* [Your objective]
Reproduce the passage from the eviction moratorium article, starting with "It is very likely" and going on through "questions as well.".

* [Provided passage]
★ ★ ★

Likely Eviction Moratorium Scenarios for 2021

December 4, 2020

The CDC eviction moratorium currently has provided a measure of stability to renters during the uncertain era of COVID-19, but limitations on evictions are scheduled to expire on January 1.

It is very likely that the moratorium established in September will be extended into next year. Questions linger, however, about how this extension will be implemented and whether it will be paired with additional supplemental aid to support landlords. We’ve summarized some of the most probable outcomes based on the most recent signals from Washington, D.C., and state governments, as our nation’s leaders grapple with answering these questions as well.

Biden Renews Eviction Moratorium

Most Washington insiders expect the Biden Administration to sign off on an extension of the eviction moratorium. A recent article in The New York Times identified this issue, along with student loan debt forgiveness, at the top of president-elect Biden’s priority list for potential executive orders when he enters the White House on January 20.

★ ★ ★

* [Provided material]
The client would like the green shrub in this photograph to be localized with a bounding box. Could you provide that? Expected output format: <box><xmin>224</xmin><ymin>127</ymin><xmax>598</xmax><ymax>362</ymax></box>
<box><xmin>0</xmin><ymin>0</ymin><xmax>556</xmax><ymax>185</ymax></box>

★ ★ ★

* [Solved exercise]
It is very likely that the moratorium established in September will be extended into next year. Questions linger, however, about how this extension will be implemented and whether it will be paired with additional supplemental aid to support landlords. We’ve summarized some of the most probable outcomes based on the most recent signals from Washington, D.C., and state governments, as our nation’s leaders grapple with answering these questions as well.